The task
Restate the listing that follows word for word, without its pictures.

Dataset records
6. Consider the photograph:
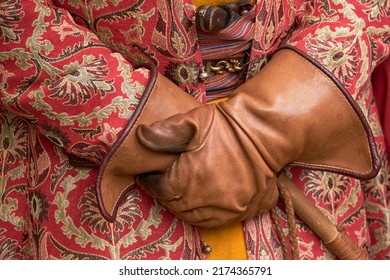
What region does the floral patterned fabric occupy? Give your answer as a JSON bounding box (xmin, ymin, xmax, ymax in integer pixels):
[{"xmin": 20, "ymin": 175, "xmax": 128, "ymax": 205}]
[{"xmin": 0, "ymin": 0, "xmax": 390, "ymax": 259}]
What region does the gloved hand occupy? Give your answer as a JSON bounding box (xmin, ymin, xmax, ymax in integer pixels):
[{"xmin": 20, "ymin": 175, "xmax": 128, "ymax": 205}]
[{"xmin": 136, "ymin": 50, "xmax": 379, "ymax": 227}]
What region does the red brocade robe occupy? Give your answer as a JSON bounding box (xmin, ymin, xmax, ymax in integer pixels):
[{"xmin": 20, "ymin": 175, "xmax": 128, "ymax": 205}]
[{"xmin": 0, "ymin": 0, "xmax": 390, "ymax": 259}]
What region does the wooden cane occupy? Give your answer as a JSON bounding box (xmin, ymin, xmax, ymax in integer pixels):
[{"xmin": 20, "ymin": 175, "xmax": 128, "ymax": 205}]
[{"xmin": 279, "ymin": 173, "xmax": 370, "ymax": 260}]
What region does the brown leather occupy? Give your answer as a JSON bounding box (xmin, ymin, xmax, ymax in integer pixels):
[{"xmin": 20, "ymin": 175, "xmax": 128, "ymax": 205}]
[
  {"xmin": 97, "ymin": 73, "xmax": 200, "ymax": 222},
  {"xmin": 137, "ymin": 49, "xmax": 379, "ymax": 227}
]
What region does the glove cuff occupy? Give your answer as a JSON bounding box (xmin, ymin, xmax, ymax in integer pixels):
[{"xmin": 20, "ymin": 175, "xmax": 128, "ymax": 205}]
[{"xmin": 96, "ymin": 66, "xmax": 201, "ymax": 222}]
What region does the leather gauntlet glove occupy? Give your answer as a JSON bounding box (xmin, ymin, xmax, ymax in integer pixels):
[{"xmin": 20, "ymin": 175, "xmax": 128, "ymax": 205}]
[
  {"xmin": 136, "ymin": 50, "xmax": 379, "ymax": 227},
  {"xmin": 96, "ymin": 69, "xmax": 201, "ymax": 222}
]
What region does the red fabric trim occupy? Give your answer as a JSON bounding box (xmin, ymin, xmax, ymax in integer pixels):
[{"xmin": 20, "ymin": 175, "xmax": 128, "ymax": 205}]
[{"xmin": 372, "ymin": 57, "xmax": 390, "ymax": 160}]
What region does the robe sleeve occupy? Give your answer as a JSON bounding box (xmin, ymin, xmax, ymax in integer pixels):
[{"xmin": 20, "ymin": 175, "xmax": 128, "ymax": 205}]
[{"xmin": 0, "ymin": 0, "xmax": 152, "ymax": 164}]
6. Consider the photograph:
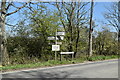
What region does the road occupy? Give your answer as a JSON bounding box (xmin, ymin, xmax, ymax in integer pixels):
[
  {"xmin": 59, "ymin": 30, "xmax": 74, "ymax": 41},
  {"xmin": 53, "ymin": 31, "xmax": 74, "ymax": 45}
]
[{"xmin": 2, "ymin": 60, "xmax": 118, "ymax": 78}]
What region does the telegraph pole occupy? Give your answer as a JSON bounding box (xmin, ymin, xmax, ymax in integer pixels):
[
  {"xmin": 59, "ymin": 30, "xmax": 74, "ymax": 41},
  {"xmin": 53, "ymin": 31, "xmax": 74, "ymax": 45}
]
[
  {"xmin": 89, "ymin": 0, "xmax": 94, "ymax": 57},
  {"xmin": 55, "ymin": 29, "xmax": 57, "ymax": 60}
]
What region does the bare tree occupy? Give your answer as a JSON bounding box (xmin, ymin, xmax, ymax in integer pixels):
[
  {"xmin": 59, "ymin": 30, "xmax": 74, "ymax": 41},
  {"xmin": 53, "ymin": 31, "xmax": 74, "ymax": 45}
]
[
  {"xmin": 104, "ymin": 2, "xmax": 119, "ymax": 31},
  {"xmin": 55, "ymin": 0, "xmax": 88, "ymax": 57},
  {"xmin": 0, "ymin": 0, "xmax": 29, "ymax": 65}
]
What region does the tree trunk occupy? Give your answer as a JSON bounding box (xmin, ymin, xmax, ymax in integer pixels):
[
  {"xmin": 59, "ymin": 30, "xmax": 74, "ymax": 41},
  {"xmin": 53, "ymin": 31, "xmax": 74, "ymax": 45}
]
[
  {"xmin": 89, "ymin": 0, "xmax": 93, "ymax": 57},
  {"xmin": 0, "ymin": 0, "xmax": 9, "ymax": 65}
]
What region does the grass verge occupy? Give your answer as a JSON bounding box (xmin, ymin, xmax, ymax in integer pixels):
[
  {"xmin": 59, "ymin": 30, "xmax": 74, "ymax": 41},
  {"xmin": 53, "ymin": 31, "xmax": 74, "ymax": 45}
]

Written answer
6. Consider the photograph:
What region does the floral patterned fabric occupy? Give your answer as a JSON bounding box (xmin, ymin, xmax, ymax in integer pixels):
[{"xmin": 20, "ymin": 175, "xmax": 128, "ymax": 205}]
[{"xmin": 0, "ymin": 0, "xmax": 390, "ymax": 259}]
What region does the gloved hand occupy? Give your answer as a JSON bounding box (xmin, ymin, xmax, ymax in integer pixels):
[{"xmin": 20, "ymin": 175, "xmax": 128, "ymax": 205}]
[{"xmin": 136, "ymin": 50, "xmax": 379, "ymax": 227}]
What region does the red brocade robe occupy? Give your answer as a JSON bounding box (xmin, ymin, xmax, ymax in integer pixels):
[{"xmin": 20, "ymin": 175, "xmax": 128, "ymax": 205}]
[{"xmin": 0, "ymin": 0, "xmax": 390, "ymax": 259}]
What region does the wooden cane occupy? Give your answer as a JSON bounding box (xmin, ymin, xmax, ymax in integer pixels):
[{"xmin": 20, "ymin": 175, "xmax": 128, "ymax": 205}]
[{"xmin": 279, "ymin": 173, "xmax": 370, "ymax": 260}]
What region does the brown leather occupy? Give your answer as a JSON bounding box (xmin, ymin, xmax, ymax in integer pixels):
[{"xmin": 20, "ymin": 175, "xmax": 128, "ymax": 205}]
[
  {"xmin": 97, "ymin": 73, "xmax": 200, "ymax": 222},
  {"xmin": 137, "ymin": 49, "xmax": 379, "ymax": 227}
]
What region does the glove cuff occupy? Give your answer as a JSON bounding box (xmin, ymin, xmax, ymax in integer pixels):
[{"xmin": 20, "ymin": 175, "xmax": 128, "ymax": 205}]
[{"xmin": 96, "ymin": 66, "xmax": 201, "ymax": 222}]
What region does the leather gauntlet glove occupy? Give your answer as a JSON bounding box (xmin, ymin, xmax, ymax in integer pixels):
[{"xmin": 20, "ymin": 175, "xmax": 128, "ymax": 205}]
[
  {"xmin": 136, "ymin": 50, "xmax": 379, "ymax": 227},
  {"xmin": 96, "ymin": 69, "xmax": 201, "ymax": 222}
]
What region does the red fabric trim occupy? Give your answer as a JSON bounding box (xmin, ymin, xmax, ymax in integer pixels):
[{"xmin": 20, "ymin": 175, "xmax": 128, "ymax": 205}]
[{"xmin": 372, "ymin": 57, "xmax": 390, "ymax": 160}]
What region does the robe sleeve occupy? Give your answer as a JSON bounding box (xmin, ymin, xmax, ymax in integer pixels):
[{"xmin": 20, "ymin": 175, "xmax": 128, "ymax": 205}]
[{"xmin": 0, "ymin": 0, "xmax": 152, "ymax": 164}]
6. Consider the photograph:
What region does the road occupy? Give your answer as a JSON bounding box (xmin, ymin, xmax, ymax in integer pixels):
[
  {"xmin": 59, "ymin": 30, "xmax": 74, "ymax": 41},
  {"xmin": 53, "ymin": 31, "xmax": 74, "ymax": 45}
]
[{"xmin": 2, "ymin": 60, "xmax": 118, "ymax": 78}]
What region does the telegraph pole occupy? Give your answer as a JSON bounding box (xmin, ymin, xmax, ymax in integer pixels):
[
  {"xmin": 59, "ymin": 30, "xmax": 74, "ymax": 41},
  {"xmin": 53, "ymin": 31, "xmax": 74, "ymax": 45}
]
[
  {"xmin": 89, "ymin": 0, "xmax": 94, "ymax": 57},
  {"xmin": 55, "ymin": 29, "xmax": 57, "ymax": 60}
]
What region does the bare tree occupy? Give your answer as a JSON bounding box (xmin, ymin, xmax, ymax in integer pixels):
[
  {"xmin": 59, "ymin": 30, "xmax": 74, "ymax": 41},
  {"xmin": 53, "ymin": 31, "xmax": 74, "ymax": 45}
]
[
  {"xmin": 104, "ymin": 2, "xmax": 119, "ymax": 31},
  {"xmin": 55, "ymin": 0, "xmax": 88, "ymax": 57},
  {"xmin": 0, "ymin": 0, "xmax": 29, "ymax": 65}
]
What region does the tree trunk occupy? Give your answer as a JSON bounding box (xmin, ymin, xmax, ymax in integer pixels):
[
  {"xmin": 59, "ymin": 30, "xmax": 74, "ymax": 41},
  {"xmin": 53, "ymin": 31, "xmax": 74, "ymax": 45}
]
[
  {"xmin": 89, "ymin": 0, "xmax": 93, "ymax": 57},
  {"xmin": 0, "ymin": 0, "xmax": 9, "ymax": 65}
]
What region does the grass verge occupy? Give your answer as a JSON bounding box (xmin, ymin, xmax, ymax in integer pixels):
[
  {"xmin": 59, "ymin": 30, "xmax": 74, "ymax": 41},
  {"xmin": 53, "ymin": 31, "xmax": 74, "ymax": 45}
]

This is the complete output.